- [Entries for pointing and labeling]
──────
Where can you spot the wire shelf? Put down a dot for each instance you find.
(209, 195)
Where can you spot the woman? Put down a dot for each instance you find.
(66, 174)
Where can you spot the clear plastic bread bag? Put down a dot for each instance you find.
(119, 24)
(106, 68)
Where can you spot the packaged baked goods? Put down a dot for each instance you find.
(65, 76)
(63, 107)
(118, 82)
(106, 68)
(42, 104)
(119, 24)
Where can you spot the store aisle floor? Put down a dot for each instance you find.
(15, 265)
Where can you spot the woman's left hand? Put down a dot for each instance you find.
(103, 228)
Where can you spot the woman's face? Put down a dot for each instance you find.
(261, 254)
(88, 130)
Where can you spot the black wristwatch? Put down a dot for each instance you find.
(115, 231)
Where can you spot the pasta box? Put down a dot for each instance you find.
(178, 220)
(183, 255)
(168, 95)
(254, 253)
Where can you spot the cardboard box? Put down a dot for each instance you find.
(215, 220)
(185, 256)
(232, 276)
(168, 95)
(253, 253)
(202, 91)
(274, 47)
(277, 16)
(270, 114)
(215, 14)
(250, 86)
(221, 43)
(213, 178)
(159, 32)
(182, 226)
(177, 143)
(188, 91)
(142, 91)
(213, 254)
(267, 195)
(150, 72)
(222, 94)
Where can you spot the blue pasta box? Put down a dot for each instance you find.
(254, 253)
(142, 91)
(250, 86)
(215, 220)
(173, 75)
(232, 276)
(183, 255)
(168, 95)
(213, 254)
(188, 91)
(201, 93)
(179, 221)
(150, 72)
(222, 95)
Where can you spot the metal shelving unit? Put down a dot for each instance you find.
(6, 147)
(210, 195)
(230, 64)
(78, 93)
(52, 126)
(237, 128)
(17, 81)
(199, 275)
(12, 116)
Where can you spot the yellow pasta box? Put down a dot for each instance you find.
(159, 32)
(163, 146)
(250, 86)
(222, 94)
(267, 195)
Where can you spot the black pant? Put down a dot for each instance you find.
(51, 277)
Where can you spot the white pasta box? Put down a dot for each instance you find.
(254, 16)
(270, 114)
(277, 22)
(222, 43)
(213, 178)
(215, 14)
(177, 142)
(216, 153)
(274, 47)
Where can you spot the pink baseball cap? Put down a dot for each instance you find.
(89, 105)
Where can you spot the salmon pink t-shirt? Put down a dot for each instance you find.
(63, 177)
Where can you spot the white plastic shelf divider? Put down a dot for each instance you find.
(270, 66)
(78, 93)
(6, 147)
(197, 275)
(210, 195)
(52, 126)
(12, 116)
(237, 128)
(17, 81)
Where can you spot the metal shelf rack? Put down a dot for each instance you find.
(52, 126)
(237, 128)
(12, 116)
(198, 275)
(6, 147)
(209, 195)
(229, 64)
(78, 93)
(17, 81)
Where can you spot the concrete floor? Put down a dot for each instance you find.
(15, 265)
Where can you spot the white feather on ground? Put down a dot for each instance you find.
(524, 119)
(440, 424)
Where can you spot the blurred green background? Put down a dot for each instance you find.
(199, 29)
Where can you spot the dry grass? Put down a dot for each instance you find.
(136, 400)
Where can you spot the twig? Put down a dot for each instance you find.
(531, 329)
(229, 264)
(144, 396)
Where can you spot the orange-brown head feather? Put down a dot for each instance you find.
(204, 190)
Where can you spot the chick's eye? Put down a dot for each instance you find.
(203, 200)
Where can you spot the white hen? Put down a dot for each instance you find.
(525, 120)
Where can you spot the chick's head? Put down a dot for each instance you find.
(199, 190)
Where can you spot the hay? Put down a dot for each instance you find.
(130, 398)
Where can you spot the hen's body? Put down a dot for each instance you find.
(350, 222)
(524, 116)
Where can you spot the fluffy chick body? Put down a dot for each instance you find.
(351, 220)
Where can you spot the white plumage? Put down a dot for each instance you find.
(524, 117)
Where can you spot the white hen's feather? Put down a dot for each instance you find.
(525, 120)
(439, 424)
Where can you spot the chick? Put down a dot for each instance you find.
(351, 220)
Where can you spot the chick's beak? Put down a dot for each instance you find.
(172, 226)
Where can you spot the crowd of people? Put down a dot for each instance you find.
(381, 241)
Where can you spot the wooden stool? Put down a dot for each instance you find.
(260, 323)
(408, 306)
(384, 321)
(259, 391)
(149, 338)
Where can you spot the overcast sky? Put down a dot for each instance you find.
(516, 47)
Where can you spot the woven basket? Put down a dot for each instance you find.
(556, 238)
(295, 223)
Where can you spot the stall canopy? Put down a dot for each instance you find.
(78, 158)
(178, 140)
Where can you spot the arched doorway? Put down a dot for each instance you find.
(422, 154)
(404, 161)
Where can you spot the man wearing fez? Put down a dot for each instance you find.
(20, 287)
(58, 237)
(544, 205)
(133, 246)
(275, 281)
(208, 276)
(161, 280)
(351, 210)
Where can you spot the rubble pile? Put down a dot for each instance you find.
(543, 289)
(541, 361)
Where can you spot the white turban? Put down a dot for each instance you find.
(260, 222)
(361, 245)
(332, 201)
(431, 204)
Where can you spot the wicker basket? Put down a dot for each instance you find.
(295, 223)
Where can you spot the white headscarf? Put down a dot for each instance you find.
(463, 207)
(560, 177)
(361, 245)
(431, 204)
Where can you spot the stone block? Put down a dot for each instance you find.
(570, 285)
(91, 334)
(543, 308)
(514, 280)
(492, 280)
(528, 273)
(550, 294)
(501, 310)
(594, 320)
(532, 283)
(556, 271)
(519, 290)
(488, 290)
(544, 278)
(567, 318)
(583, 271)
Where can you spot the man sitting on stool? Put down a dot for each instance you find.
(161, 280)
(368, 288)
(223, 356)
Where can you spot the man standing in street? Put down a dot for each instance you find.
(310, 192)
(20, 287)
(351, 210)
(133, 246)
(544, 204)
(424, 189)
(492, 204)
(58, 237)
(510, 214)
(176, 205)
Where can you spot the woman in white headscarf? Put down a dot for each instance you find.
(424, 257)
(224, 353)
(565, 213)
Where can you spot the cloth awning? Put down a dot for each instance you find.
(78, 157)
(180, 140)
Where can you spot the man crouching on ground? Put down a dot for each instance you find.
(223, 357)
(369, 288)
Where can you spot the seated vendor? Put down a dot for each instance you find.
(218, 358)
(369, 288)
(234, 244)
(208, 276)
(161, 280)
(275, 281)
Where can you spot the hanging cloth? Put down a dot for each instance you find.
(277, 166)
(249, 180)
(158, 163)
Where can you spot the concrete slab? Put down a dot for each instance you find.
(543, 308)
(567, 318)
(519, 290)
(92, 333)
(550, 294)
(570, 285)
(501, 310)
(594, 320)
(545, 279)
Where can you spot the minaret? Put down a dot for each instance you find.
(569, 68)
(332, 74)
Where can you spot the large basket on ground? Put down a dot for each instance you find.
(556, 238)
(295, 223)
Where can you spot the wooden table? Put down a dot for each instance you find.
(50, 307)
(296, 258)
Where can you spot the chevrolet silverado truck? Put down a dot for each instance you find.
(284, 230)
──────
- [Exercise] Copy every one of the items above word for word.

- [Answer]
Where can you spot the wire shelf? Put down a dot for each instance you find.
(209, 195)
Where can you spot the woman? Put down a dot for each instance you find.
(66, 174)
Where can you spot the clear plastic bread bag? Put down a dot for each instance you find.
(119, 24)
(106, 68)
Where can you spot the packaged baked goods? Put down a dot for each instance you find.
(65, 76)
(63, 107)
(118, 82)
(106, 68)
(42, 104)
(119, 24)
Where can you spot the store aisle floor? Put down a dot for each instance you find.
(15, 265)
Where can you spot the woman's left hand? Put down a dot for each instance you find.
(103, 228)
Where can you spot the woman's face? Put down a dot for each instance you find.
(261, 254)
(88, 130)
Where can you spot the black wristwatch? Put down a dot for each instance you find.
(115, 231)
Where can you spot the pasta box? Put down a dot for each instance you find.
(178, 220)
(183, 255)
(168, 95)
(254, 253)
Where can you spot the cardboard box? Put down a dot for each instance you find.
(215, 220)
(185, 256)
(232, 276)
(168, 95)
(253, 253)
(202, 91)
(274, 47)
(277, 16)
(270, 114)
(215, 14)
(250, 86)
(221, 43)
(213, 178)
(159, 32)
(182, 226)
(177, 143)
(188, 91)
(142, 91)
(213, 254)
(267, 195)
(150, 72)
(222, 94)
Where can you spot the blue pasta box? Put down a dot for each instance you find.
(254, 253)
(142, 91)
(250, 86)
(215, 220)
(173, 75)
(232, 276)
(183, 255)
(168, 95)
(213, 254)
(188, 91)
(201, 93)
(179, 221)
(150, 72)
(222, 95)
Where can you spot the metal shelving unit? Put down a dot for each instance you find.
(6, 147)
(210, 195)
(230, 64)
(78, 93)
(52, 126)
(237, 128)
(17, 81)
(199, 275)
(12, 116)
Where can you spot the yellow pasta box? Put down a dot for each instance you find.
(159, 32)
(163, 146)
(250, 86)
(222, 94)
(267, 195)
Where can you spot the black pant? Put down a dot for each instance you find.
(51, 277)
Where can you spot the white pasta box? Put down a dot for each instance you find.
(254, 16)
(270, 114)
(277, 22)
(222, 43)
(213, 178)
(215, 14)
(177, 142)
(216, 153)
(274, 47)
Where can you spot the pink baseball cap? Put down a dot for each instance you find.
(89, 105)
Where can you spot the salmon pink t-shirt? Put down a dot for each instance you find.
(63, 177)
Where can you spot the white plastic shelf divider? Put down a dot for each instance you find.
(270, 66)
(78, 93)
(6, 147)
(197, 275)
(210, 195)
(52, 126)
(12, 116)
(237, 128)
(17, 81)
Where can you spot the metal shelf rack? Put down a dot for each instance you find.
(52, 126)
(237, 128)
(12, 116)
(198, 275)
(6, 147)
(209, 195)
(229, 64)
(78, 93)
(17, 81)
Where can you spot the concrete floor? Put down a dot for each instance you find.
(15, 265)
Where can you spot the white feather on ground? Put down a dot for each instance you find.
(524, 119)
(440, 424)
Where can you spot the blurred green background? Put down a dot for each instance you find.
(199, 29)
Where can you spot the dry grass? Put down a dot for each instance you find.
(136, 400)
Where can you spot the twig? Put down a dot for each instance you find.
(531, 329)
(229, 264)
(144, 396)
Where can you spot the orange-brown head feather? Put down a dot for each instance you find.
(204, 190)
Where can you spot the chick's eye? Put down a dot for each instance you find.
(203, 200)
Where can you spot the white hen? Put down a dot for each instance you find.
(525, 120)
Where can you spot the chick's head? Put down a dot for each instance you find.
(199, 190)
Where can you spot the hay? Put down a dot for each instance you find.
(130, 398)
Where can you spot the hen's body? Put down a dot for each instance you find.
(350, 222)
(524, 116)
Where can you spot the fluffy chick body? Put down a dot for each instance you find.
(351, 220)
Where can you spot the white plumage? Put down a dot for each instance you find.
(524, 117)
Where can you spot the white hen's feather? Put down a dot for each instance you find.
(525, 120)
(439, 424)
Where can you spot the chick? Put down a dot for each instance you find.
(351, 220)
Where can you spot the chick's beak? Put down a dot for each instance you find.
(172, 226)
Where can you spot the crowd of people? Put down a dot for each instance you find.
(381, 241)
Where can you spot the wooden stool? Put down a dot for each instance you find.
(260, 323)
(408, 306)
(384, 321)
(259, 391)
(149, 338)
Where can you spot the overcast sky? Put down a dot for each instance you find.
(516, 47)
Where can you spot the woven basket? Put down a dot for each instance you find.
(556, 238)
(295, 223)
Where can you spot the stall canopy? Put down a dot for each instance you find.
(78, 158)
(178, 140)
Where can you spot the arched doorway? Put down a dot for each instance you find.
(422, 154)
(404, 161)
Where can you spot the man wearing fez? Put down a dot for each instance you find.
(20, 287)
(58, 237)
(544, 205)
(133, 246)
(275, 281)
(208, 276)
(161, 280)
(351, 210)
Where can you spot the rubble pile? Put down a dot for each instance you find.
(543, 289)
(541, 361)
Where can you spot the white turban? Put down a dot for each instance you find.
(260, 222)
(361, 245)
(332, 201)
(431, 204)
Where can you spot the wicker basket? Put down a dot for each instance you find.
(295, 223)
Where can you spot the white headscarf? Put down a dot for each instance you find.
(463, 207)
(560, 177)
(361, 245)
(431, 204)
Where can you spot the stone block? Put down a dot for each instance you find.
(570, 285)
(91, 334)
(543, 308)
(514, 280)
(492, 280)
(528, 273)
(550, 294)
(501, 310)
(594, 320)
(532, 283)
(556, 271)
(519, 290)
(488, 290)
(544, 278)
(567, 318)
(583, 271)
Where can you spot the man sitting on stool? Put down a dot for each instance you find.
(161, 280)
(368, 288)
(223, 356)
Where can you spot the man standing in street? Put down a dot for each instance you find.
(310, 192)
(20, 287)
(351, 210)
(133, 246)
(544, 204)
(424, 189)
(492, 204)
(58, 237)
(510, 214)
(176, 205)
Where can you spot the woman in white headscarf? Put down a dot for each instance you find.
(424, 257)
(224, 353)
(565, 213)
Where can you spot the cloth awning? Put down a dot for each instance you find.
(78, 157)
(180, 140)
Where can you spot the man crouching on ground? Put down a dot for each instance you find.
(223, 357)
(369, 288)
Where can you spot the seated vendor? Put down a dot for each instance you find.
(218, 358)
(369, 288)
(234, 244)
(208, 276)
(161, 280)
(275, 281)
Where can you spot the hanging cloth? Put down a dot for each instance you find.
(277, 166)
(249, 180)
(158, 163)
Where can you spot the concrete slab? Put down a dot for each instance you find.
(543, 308)
(567, 318)
(519, 290)
(92, 333)
(550, 294)
(570, 285)
(501, 310)
(594, 320)
(545, 279)
Where can you spot the minaret? Put down a dot for each instance you find.
(569, 68)
(332, 74)
Where can you spot the large basket on ground? Put down a dot for each instance you find.
(556, 238)
(295, 223)
Where can you spot the wooden table? Put down a dot for each instance you find.
(50, 307)
(296, 258)
Where can you spot the chevrolet silverado truck? Put down a dot for each instance you find.
(284, 230)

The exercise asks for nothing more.